::: DOCUMENT EXTRACT

St. Louis, Missouri police officers shot and killed a 23-year-old man Tuesday afternoon. The killing occurred only four miles east of Ferguson, where the police murder of unarmed 18-year-old Michael Brown has sparked popular protests and an orchestrated state crackdown that has placed parts of the city under effective martial law.

Police were called to the corner of Riverview Boulevard and McLaren Avenue after an African-American man allegedly took two energy drinks and some pastries from a corner store. Police Chief Sam Dotson claimed that the young man, who was acting erratically and talking to himself, approached two officers with a knife, and that two officers responded by firing multiple times.

A crowd of several hundred people gathered within an hour of the killing, chanting the slogan of the Ferguson protests, “Hand’s Up, Don’t Shoot.” Residents said that the man was mentally handicapped, and that he had just returned from his mother’s funeral. Witnesses said that as he approached the officers, he was yelling, “Shoot me, kill me now.”

St. Louis Police Chief Sam Dotson dismissed questions as to why police did not use non-lethal force, saying simply, “Officers have a reasonable expectation to go home at the end of their shift.”

The latest killing comes as the police repression against protesters is intensifying in Ferguson. Parts of the city have been placed under police rule. Residents have been arrested for standing still on the side walk or not moving fast enough when crossing the street. Missouri Governor Jay Nixon has declared a “state of emergency” and called out the National Guard.

::::::

### DIRECTIONS
Answer these about the news report on the St. Louis police shooting:
(a) How far from Ferguson, and in which direction, did the killing take place?
(b) What did the man allegedly take from the corner store?
(c) Who declared a "state of emergency"?
You won't need the records that come next.

::: DATA

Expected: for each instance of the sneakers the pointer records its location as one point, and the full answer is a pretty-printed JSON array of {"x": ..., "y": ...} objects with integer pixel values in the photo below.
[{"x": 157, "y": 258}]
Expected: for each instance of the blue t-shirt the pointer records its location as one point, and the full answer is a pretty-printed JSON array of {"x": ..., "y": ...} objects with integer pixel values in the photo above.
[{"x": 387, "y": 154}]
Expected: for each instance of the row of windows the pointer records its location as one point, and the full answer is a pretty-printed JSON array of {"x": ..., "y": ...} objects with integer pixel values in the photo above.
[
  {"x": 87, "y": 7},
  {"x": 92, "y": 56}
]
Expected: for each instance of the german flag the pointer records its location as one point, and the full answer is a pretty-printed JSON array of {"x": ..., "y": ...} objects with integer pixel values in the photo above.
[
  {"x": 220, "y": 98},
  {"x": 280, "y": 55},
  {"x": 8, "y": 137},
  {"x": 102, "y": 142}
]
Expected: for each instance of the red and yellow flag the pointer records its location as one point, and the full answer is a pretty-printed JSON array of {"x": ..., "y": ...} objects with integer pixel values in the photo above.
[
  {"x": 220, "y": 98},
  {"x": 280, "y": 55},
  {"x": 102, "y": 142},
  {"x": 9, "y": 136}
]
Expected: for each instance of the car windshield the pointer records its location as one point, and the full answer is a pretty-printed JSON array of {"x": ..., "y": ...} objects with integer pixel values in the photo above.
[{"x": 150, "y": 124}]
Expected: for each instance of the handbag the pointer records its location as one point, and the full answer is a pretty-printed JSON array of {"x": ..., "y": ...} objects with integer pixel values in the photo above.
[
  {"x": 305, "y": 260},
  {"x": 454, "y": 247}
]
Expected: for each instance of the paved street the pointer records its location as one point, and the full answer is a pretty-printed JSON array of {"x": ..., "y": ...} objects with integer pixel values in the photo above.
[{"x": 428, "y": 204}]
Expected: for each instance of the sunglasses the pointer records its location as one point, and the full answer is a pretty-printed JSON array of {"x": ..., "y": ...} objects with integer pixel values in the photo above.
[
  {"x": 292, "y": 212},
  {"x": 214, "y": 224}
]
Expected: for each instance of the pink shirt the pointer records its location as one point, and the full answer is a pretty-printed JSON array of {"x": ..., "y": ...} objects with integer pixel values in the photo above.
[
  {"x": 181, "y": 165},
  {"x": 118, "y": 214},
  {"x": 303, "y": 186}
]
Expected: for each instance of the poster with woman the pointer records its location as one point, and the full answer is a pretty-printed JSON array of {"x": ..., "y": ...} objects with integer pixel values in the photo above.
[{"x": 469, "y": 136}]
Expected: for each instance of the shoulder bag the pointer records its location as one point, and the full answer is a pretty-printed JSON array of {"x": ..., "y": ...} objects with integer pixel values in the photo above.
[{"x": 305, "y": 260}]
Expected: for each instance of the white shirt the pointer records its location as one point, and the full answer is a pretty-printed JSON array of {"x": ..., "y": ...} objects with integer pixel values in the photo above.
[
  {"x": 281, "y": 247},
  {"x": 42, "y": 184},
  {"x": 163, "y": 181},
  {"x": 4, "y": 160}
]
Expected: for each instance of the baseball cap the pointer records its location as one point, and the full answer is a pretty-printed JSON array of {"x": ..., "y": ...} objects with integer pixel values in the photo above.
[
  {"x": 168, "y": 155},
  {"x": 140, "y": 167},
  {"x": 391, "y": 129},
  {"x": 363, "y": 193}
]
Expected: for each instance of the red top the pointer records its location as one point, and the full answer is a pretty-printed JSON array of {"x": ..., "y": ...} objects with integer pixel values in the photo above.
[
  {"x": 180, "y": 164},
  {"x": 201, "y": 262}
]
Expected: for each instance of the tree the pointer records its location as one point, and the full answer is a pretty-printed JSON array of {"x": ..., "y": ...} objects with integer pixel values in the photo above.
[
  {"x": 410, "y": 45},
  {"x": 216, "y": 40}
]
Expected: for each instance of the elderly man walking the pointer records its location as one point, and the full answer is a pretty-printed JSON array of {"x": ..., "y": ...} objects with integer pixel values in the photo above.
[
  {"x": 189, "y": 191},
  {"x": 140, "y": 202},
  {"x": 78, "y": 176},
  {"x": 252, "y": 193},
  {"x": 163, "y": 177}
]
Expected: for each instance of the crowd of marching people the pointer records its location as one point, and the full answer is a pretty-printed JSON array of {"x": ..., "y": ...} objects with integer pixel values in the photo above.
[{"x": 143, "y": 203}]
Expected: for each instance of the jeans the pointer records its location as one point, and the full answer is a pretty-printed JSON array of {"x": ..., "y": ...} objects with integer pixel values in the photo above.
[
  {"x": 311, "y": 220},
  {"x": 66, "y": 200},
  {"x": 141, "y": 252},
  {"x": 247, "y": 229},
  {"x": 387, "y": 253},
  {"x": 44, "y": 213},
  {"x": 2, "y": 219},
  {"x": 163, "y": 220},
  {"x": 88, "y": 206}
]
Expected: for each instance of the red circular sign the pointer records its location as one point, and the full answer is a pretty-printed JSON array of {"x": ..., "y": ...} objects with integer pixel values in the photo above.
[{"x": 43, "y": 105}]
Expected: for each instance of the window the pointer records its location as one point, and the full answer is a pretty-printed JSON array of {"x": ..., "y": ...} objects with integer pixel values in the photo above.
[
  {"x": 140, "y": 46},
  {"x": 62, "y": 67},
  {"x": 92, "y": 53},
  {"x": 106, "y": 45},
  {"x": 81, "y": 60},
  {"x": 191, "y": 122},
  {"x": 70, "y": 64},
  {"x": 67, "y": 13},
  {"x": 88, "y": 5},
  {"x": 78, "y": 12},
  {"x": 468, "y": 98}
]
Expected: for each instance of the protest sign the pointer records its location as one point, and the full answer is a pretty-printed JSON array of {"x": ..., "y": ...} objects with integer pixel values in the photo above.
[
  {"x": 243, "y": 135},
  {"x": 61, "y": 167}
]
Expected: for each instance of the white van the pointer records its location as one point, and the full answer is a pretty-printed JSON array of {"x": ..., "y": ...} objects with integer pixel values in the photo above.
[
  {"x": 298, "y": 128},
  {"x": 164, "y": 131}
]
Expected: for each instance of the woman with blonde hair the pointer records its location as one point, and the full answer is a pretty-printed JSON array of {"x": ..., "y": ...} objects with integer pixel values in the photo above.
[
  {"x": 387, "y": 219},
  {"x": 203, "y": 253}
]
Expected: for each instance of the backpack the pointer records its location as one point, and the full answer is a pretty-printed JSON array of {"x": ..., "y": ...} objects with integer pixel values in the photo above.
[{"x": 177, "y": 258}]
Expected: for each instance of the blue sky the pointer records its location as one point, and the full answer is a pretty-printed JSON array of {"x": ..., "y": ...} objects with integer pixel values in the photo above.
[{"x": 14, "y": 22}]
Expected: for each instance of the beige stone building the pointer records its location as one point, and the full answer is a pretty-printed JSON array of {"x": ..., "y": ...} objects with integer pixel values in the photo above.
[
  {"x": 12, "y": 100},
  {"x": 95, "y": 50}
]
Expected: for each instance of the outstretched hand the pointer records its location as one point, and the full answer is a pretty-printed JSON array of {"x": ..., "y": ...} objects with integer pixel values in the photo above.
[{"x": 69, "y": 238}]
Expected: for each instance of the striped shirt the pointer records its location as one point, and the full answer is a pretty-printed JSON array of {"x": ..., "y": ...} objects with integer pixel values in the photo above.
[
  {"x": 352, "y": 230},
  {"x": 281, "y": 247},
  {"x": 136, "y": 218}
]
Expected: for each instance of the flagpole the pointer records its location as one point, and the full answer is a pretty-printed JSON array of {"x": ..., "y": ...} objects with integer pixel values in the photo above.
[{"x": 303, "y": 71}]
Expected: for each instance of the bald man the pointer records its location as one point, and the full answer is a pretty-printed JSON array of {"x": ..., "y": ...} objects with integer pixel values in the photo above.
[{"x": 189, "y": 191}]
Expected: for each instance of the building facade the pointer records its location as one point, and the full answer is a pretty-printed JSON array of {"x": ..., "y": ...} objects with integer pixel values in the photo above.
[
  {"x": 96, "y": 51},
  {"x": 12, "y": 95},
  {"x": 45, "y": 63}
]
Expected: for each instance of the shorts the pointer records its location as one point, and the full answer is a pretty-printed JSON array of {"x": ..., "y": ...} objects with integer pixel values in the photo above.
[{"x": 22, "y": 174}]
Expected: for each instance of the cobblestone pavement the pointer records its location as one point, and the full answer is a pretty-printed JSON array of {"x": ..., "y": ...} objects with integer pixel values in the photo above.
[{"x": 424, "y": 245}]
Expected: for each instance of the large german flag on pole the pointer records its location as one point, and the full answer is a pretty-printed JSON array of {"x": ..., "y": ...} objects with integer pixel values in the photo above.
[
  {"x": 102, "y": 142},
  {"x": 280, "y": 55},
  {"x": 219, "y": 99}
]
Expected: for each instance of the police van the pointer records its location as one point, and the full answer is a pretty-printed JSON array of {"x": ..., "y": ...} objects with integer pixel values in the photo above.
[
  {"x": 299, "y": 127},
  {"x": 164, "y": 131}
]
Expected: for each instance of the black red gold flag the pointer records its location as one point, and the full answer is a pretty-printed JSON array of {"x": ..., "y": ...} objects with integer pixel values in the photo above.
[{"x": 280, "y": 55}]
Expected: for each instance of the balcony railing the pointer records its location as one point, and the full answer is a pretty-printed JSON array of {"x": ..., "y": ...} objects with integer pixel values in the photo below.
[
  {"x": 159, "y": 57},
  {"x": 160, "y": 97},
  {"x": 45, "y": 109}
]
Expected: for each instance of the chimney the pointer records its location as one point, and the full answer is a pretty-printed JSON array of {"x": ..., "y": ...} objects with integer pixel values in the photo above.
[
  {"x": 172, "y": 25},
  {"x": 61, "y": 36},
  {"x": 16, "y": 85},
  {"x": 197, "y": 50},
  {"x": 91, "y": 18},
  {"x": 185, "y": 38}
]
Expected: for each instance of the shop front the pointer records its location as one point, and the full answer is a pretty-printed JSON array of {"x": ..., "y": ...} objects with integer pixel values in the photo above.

::::::

### OUTPUT FOR THIS EXERCISE
(a) Four miles east of Ferguson.
(b) Two energy drinks and some pastries.
(c) Missouri Governor Jay Nixon.